***** Data supplied

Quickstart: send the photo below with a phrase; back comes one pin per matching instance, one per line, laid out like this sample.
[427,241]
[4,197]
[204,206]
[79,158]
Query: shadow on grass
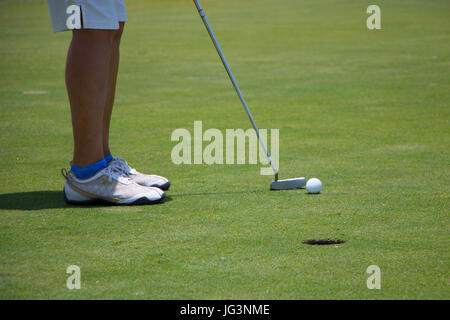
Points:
[35,200]
[38,200]
[215,193]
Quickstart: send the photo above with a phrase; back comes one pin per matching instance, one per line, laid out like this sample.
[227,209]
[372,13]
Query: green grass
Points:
[365,111]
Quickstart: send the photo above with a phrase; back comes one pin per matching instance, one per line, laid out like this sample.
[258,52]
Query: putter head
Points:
[288,184]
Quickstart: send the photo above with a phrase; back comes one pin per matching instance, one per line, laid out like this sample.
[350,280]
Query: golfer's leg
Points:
[87,72]
[111,89]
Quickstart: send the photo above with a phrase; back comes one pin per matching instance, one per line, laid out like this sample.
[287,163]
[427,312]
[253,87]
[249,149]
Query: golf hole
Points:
[323,242]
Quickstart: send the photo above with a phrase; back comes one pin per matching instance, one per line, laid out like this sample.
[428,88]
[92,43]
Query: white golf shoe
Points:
[110,185]
[146,180]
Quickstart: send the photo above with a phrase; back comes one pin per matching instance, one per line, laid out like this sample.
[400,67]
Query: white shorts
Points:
[90,14]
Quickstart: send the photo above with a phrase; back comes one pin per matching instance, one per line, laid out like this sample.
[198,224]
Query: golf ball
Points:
[314,185]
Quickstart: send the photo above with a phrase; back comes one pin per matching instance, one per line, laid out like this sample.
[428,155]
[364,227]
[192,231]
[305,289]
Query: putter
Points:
[276,184]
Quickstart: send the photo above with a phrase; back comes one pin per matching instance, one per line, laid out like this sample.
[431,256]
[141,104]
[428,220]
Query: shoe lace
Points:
[122,166]
[115,173]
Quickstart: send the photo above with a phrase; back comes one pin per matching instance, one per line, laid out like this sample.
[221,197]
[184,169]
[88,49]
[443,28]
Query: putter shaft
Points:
[235,85]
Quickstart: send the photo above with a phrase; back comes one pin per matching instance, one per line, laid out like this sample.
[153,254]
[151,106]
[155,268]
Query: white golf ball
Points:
[314,185]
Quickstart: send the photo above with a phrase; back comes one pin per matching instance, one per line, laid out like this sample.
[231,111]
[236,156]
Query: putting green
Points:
[366,111]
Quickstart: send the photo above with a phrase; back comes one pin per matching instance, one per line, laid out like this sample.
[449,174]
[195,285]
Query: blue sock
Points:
[88,171]
[109,158]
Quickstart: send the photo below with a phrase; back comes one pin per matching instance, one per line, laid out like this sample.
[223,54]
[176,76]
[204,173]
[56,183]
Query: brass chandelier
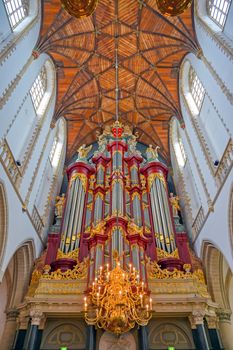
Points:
[85,8]
[118,300]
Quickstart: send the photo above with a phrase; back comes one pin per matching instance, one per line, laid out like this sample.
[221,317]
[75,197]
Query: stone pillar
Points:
[34,335]
[20,333]
[9,329]
[91,338]
[213,328]
[200,337]
[226,328]
[143,338]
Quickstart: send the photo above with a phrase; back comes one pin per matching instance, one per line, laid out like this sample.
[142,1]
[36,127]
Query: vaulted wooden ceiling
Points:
[149,48]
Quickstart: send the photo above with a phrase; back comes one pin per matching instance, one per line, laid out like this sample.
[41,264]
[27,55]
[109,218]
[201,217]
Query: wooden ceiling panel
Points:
[146,47]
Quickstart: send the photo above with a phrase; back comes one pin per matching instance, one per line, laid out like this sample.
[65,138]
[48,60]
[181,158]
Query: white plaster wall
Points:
[216,55]
[5,29]
[215,72]
[20,228]
[216,227]
[27,36]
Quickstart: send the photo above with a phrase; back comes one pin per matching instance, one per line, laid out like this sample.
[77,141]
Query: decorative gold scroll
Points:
[173,7]
[163,254]
[70,255]
[155,271]
[78,272]
[154,176]
[81,177]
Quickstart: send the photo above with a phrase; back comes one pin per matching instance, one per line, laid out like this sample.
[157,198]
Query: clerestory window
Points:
[218,10]
[38,88]
[196,89]
[16,11]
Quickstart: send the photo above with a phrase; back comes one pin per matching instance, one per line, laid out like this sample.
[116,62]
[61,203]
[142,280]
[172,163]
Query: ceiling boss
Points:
[85,8]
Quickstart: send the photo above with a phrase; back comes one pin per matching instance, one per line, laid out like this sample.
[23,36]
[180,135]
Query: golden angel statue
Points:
[152,154]
[59,205]
[83,152]
[174,200]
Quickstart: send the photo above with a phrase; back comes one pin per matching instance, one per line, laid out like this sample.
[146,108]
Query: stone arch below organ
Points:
[168,332]
[64,332]
[13,289]
[125,341]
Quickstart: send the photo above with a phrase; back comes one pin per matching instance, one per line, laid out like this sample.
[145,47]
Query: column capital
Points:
[197,318]
[36,317]
[22,321]
[12,314]
[212,322]
[224,315]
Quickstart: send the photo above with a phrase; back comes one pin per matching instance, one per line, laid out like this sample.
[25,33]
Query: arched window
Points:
[196,89]
[179,150]
[218,10]
[206,121]
[16,10]
[52,167]
[38,88]
[181,166]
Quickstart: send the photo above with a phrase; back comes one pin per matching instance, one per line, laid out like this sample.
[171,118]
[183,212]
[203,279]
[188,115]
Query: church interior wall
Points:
[220,281]
[216,228]
[215,42]
[14,288]
[14,59]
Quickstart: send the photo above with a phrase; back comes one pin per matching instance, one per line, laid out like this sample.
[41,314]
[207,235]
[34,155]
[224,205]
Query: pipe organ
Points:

**********

What the task asks: All of the data above should be quoted exactly, except for the pictures.

Worked answer:
Quickstart: send the photo below with a phrase; back comes one pin per matching instance, one per line, laid out like this sample.
[427,241]
[4,197]
[204,206]
[79,158]
Query: shadow on grass
Points:
[35,200]
[38,200]
[215,193]
Quickstart: send the photo above with a phrase; back comes one pin per matching instance, one per line, laid out like this sample.
[227,209]
[372,13]
Query: green grass
Points:
[365,111]
Quickstart: send the photo above with a phrase; back comes one pin per matching instance, one per line, laid out like this sample.
[258,52]
Query: putter head
Points:
[288,184]
Quickstart: send the photo above with a phrase; back comes one pin per matching instance, one per line, laid out like this sample.
[350,280]
Query: golfer's leg
Points:
[87,72]
[111,89]
Quickstart: send the photo above with a phrase; back comes one pin per matching instance, one per line, laid out like this sample.
[287,163]
[427,312]
[253,87]
[249,149]
Query: golf hole
Points:
[323,242]
Quickstart: send the photo above with a phrase; back comes one pin per matching instance, one per line, laid out like this sample.
[428,88]
[92,43]
Query: white golf shoe
Points:
[110,185]
[146,180]
Quickstart: send the photo above with a phrase; back comes one pin per matching instance, one per line, laid out like this sample.
[400,67]
Query: white shorts
Points:
[90,14]
Quickstart: send the photo above with a phrase; back comes one pin per matching instance, one per line, laid out like this sample.
[198,224]
Query: golf ball
Points:
[314,185]
Quickstart: send the photo above with a phrase; back comes one pin per matching instance, one per line, laid out like this sample.
[428,155]
[364,227]
[192,231]
[305,289]
Query: putter
Points:
[276,184]
Quickstart: send the photo above with a phrase; back comes one pin per matching instance, one per line, laid out like this sample.
[431,256]
[141,104]
[428,220]
Query: shoe lace
Points:
[122,166]
[115,173]
Quickstart: send the photo above with a phrase; back comes one pin per matching instance, one per line, laid out like this sample.
[221,197]
[184,169]
[88,49]
[443,28]
Query: putter shaft
Points:
[235,85]
Quickstart: send the photo above with a phrase; back comes one pin per matching instance, one per line, laid out like this sample.
[153,254]
[151,106]
[155,268]
Query: white golf ball
Points:
[314,185]
Quickstart: send the photo above with a phrase; back comes one pin per matching instance, one per line, laid out like this sample.
[231,111]
[236,156]
Query: putting green
Points:
[366,111]
Quickstart: send the photo above with a phrase; back comes one pin per matching instance, one per line, laid out like this sample.
[449,174]
[195,285]
Query: blue sock
Points:
[88,171]
[109,158]
Quickstart: send the photo below with a phrase; back comes one pin per matching instance, one per line, laid out like this sample.
[223,54]
[176,76]
[204,173]
[56,183]
Query: brass chandelier
Points:
[85,8]
[118,300]
Quickstart: send the photo above with a phrase; back comes one pin per matching instance, one per line, laid out like this sample.
[221,317]
[75,197]
Query: stone pillar
Points:
[34,335]
[20,333]
[9,329]
[91,338]
[213,328]
[200,337]
[226,328]
[143,338]
Quickstart: send the photo above with a phrase; back comes one pin per matching instance, one per line, laid out like this sample.
[142,1]
[36,127]
Query: vaulted wooden ceiling
Points:
[149,48]
Quickstart: send the photo above with a phrase; back comes one pin per matching instance, one per line, laid out like this sample.
[41,264]
[27,55]
[109,218]
[201,217]
Query: wooden ceiling panel
Points:
[146,47]
Quickstart: send the photo above with a phrase; back comes one pin per matching instance, one per line, laid out like this sample.
[65,138]
[48,60]
[181,158]
Query: white plaster wall
Points:
[216,55]
[5,29]
[215,72]
[20,228]
[216,227]
[27,36]
Quickstart: send the photo above with a phrase; back comes one pin per matching instance, one per line, laid out like this sample.
[77,141]
Query: decorative gold scroll
Points:
[173,7]
[163,254]
[70,255]
[155,271]
[78,272]
[154,176]
[81,177]
Quickstart: send the photo above with a phrase; back comes one pin per matching instance, one per line, laid out like this sample.
[157,198]
Query: clerestory window
Points:
[218,10]
[38,88]
[196,89]
[16,11]
Quickstart: send the photo above with a phrase; back comes one pin per matching instance, one per line, laid out like this sample.
[116,62]
[61,203]
[142,280]
[172,163]
Query: ceiling boss
Points:
[85,8]
Quickstart: send the photo above with a phrase; back comes one pin per matching instance, one per line, laid out like this sample.
[23,36]
[180,135]
Query: golden angel statue
Points:
[152,154]
[59,205]
[83,152]
[174,200]
Quickstart: send the photo above with a phrase; back comes one pin per matching instance, one per line, laid out like this sample.
[146,108]
Query: stone arch below organ
Points:
[168,332]
[64,332]
[13,289]
[125,341]
Quickstart: send the photo above with a phrase; back comes one pin per matching instance, one per line, laid out like this sample.
[145,47]
Query: column capital
Points:
[197,318]
[36,317]
[22,321]
[12,314]
[212,322]
[224,315]
Quickstart: send the photo above with a phrase; back comes one pin per matching instance, one per line, laid out like this sample.
[25,33]
Query: arched window
Points:
[196,89]
[179,150]
[218,10]
[206,121]
[16,10]
[52,167]
[38,88]
[181,166]
Quickstart: send the photo above with a phrase; back comes one pin per matching instance, one per line, laid out like this sample.
[171,118]
[183,212]
[203,279]
[188,115]
Query: church interior wall
Points:
[220,281]
[216,228]
[215,42]
[14,288]
[14,59]
Quickstart: send the photo above with a phrase; back comes one pin per matching instance, one per line, laid out like this sample.
[41,314]
[207,235]
[34,155]
[224,205]
Query: pipe organ
Points:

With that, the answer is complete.